**WHAT IS BEING ASKED:**
Retype all the records with nothing changed.

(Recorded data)
□ □ □

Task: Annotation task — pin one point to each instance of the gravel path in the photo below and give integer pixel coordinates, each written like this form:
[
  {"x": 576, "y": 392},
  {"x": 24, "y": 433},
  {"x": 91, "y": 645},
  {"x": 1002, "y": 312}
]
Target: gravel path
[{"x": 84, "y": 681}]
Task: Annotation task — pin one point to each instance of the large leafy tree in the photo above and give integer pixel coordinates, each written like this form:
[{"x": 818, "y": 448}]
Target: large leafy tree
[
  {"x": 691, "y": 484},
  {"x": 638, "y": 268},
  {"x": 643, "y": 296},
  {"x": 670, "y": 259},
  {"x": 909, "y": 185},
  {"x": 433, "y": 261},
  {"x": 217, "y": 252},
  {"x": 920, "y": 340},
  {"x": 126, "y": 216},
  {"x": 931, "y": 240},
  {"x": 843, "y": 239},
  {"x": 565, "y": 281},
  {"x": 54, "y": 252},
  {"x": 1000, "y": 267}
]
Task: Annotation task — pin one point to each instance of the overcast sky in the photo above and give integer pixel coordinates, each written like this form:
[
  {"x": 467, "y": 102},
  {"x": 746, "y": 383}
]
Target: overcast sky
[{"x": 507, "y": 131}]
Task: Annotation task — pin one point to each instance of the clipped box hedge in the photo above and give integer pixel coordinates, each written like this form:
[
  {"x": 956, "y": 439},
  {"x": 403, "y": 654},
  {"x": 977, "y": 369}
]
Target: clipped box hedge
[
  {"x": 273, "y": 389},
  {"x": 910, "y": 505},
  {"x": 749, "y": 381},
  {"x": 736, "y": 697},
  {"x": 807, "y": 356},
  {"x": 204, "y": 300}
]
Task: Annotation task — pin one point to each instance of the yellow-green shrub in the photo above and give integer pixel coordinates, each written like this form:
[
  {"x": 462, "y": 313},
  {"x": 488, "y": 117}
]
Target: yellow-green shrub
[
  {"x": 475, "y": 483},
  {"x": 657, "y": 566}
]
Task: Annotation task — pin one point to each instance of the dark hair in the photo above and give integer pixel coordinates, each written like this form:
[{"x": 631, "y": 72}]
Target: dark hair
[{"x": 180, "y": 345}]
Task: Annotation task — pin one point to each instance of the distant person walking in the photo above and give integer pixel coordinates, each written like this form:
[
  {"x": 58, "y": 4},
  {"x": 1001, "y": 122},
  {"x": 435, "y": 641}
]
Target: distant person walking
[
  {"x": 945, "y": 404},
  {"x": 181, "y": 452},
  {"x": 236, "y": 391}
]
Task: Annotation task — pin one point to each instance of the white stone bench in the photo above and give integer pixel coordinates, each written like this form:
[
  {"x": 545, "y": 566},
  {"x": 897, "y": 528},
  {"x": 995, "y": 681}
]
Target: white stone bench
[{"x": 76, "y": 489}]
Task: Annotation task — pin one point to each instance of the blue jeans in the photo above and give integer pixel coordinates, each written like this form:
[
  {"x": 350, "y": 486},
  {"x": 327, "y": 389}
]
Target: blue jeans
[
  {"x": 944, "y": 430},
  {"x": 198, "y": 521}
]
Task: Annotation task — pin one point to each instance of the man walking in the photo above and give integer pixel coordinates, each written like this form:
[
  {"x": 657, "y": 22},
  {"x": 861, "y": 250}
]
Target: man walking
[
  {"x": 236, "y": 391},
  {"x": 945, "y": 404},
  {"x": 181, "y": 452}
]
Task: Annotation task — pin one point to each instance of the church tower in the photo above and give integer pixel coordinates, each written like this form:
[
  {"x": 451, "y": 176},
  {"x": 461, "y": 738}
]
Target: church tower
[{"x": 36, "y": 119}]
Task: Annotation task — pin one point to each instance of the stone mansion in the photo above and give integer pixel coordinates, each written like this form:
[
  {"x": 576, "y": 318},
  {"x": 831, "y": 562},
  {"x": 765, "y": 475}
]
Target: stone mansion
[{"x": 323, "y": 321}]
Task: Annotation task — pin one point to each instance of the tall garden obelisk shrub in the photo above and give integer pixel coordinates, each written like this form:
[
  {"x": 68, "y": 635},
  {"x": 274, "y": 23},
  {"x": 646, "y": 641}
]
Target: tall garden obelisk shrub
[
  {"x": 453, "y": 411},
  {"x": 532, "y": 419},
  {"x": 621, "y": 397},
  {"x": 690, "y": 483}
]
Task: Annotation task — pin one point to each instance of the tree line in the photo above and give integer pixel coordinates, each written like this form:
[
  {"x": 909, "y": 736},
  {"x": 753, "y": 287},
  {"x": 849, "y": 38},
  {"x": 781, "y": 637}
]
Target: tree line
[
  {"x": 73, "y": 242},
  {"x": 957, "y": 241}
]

□ □ □

**FULL ANSWER:**
Task: Annotation task — pin one point to each instance of the gravel path in the photo below and give integer pixel coordinates, each written like this form:
[
  {"x": 576, "y": 392},
  {"x": 24, "y": 433},
  {"x": 91, "y": 645},
  {"x": 1002, "y": 312}
]
Target: gravel path
[{"x": 84, "y": 681}]
Task: Annotation task — pin one point to each instance of the large leafy tree in the photo above and give integer pixel coordinates, each written like this form:
[{"x": 818, "y": 448}]
Target: large leafy tree
[
  {"x": 691, "y": 484},
  {"x": 638, "y": 268},
  {"x": 643, "y": 296},
  {"x": 670, "y": 259},
  {"x": 909, "y": 185},
  {"x": 433, "y": 261},
  {"x": 217, "y": 252},
  {"x": 920, "y": 340},
  {"x": 126, "y": 216},
  {"x": 931, "y": 240},
  {"x": 843, "y": 239},
  {"x": 565, "y": 281},
  {"x": 54, "y": 252},
  {"x": 1000, "y": 267}
]
Task: Annotation task — pin one point to each instance of the overcast sky in the photo above and give integer pixel coordinates, each written like this form:
[
  {"x": 467, "y": 102},
  {"x": 746, "y": 383}
]
Target: overcast sky
[{"x": 507, "y": 131}]
Task: Annotation task — pin one point to each instance of the clipped box hedge in the photo above and give integer pixel coordinates, each written like this form:
[
  {"x": 956, "y": 439},
  {"x": 403, "y": 654},
  {"x": 977, "y": 369}
]
Target: clipped box hedge
[
  {"x": 273, "y": 389},
  {"x": 910, "y": 505},
  {"x": 749, "y": 381},
  {"x": 736, "y": 697},
  {"x": 807, "y": 356},
  {"x": 204, "y": 300}
]
Task: Annotation task — pin one point to each instance of the yellow-green shrub in the photo above and give integer pixel coordinates, each written like this form:
[
  {"x": 462, "y": 313},
  {"x": 488, "y": 117}
]
Target: yellow-green shrub
[
  {"x": 475, "y": 483},
  {"x": 657, "y": 566}
]
Task: Annotation task — pin one point to each instance of the dark hair in the photo above and give integer pixel coordinates, each written like this form:
[{"x": 631, "y": 72}]
Target: dark hair
[{"x": 180, "y": 345}]
Task: Annotation task — pin one point to each instance of the distant person walking in the photo above and give integer pixel coordinates, each written like this form:
[
  {"x": 58, "y": 4},
  {"x": 1001, "y": 122},
  {"x": 435, "y": 641}
]
Target: distant person walking
[
  {"x": 945, "y": 404},
  {"x": 181, "y": 452},
  {"x": 236, "y": 391}
]
Task: Annotation task — pin one point to each instance of the white stone bench in the photo above and give integer pixel coordinates, each written like this form:
[
  {"x": 545, "y": 566},
  {"x": 897, "y": 528},
  {"x": 995, "y": 681}
]
Target: white stone bench
[{"x": 76, "y": 489}]
Task: Annotation task — pin one point to each instance of the blue jeans in the photo above and give integer pixel coordinates, each written like this form:
[
  {"x": 350, "y": 486},
  {"x": 327, "y": 389}
]
Target: blue jeans
[
  {"x": 944, "y": 430},
  {"x": 198, "y": 521}
]
Task: Annotation task — pin one point to each instance of the man walking in the photo above and give integer pixel coordinates, each written like this form:
[
  {"x": 657, "y": 22},
  {"x": 861, "y": 250}
]
Target: man walking
[
  {"x": 236, "y": 391},
  {"x": 945, "y": 404},
  {"x": 181, "y": 452}
]
Task: Annotation task — pin one point to each instance of the church tower in the photo above and give integer pixel coordinates, each written like this form:
[
  {"x": 451, "y": 176},
  {"x": 461, "y": 738}
]
Target: church tower
[{"x": 36, "y": 119}]
Task: Annotation task — pin one point to each instance of the stone mansion in the photo above and give integer pixel coordinates, each written like this form:
[
  {"x": 576, "y": 318},
  {"x": 831, "y": 562},
  {"x": 765, "y": 475}
]
Target: stone mansion
[{"x": 323, "y": 321}]
Task: Annotation task — pin one point to each instance of the tall garden obelisk shrub in the photo above and give integer pixel coordinates, each written like this form:
[
  {"x": 68, "y": 635},
  {"x": 274, "y": 23},
  {"x": 646, "y": 641}
]
Target: tall garden obelisk shrub
[
  {"x": 453, "y": 411},
  {"x": 532, "y": 419},
  {"x": 621, "y": 397},
  {"x": 690, "y": 483}
]
Task: Annotation task — pin one point to each instance of the tree line in the photo above and give integer pixel coordinates, each written like this form:
[
  {"x": 909, "y": 736},
  {"x": 753, "y": 287},
  {"x": 849, "y": 38},
  {"x": 781, "y": 637}
]
Target: tree line
[
  {"x": 73, "y": 242},
  {"x": 957, "y": 241}
]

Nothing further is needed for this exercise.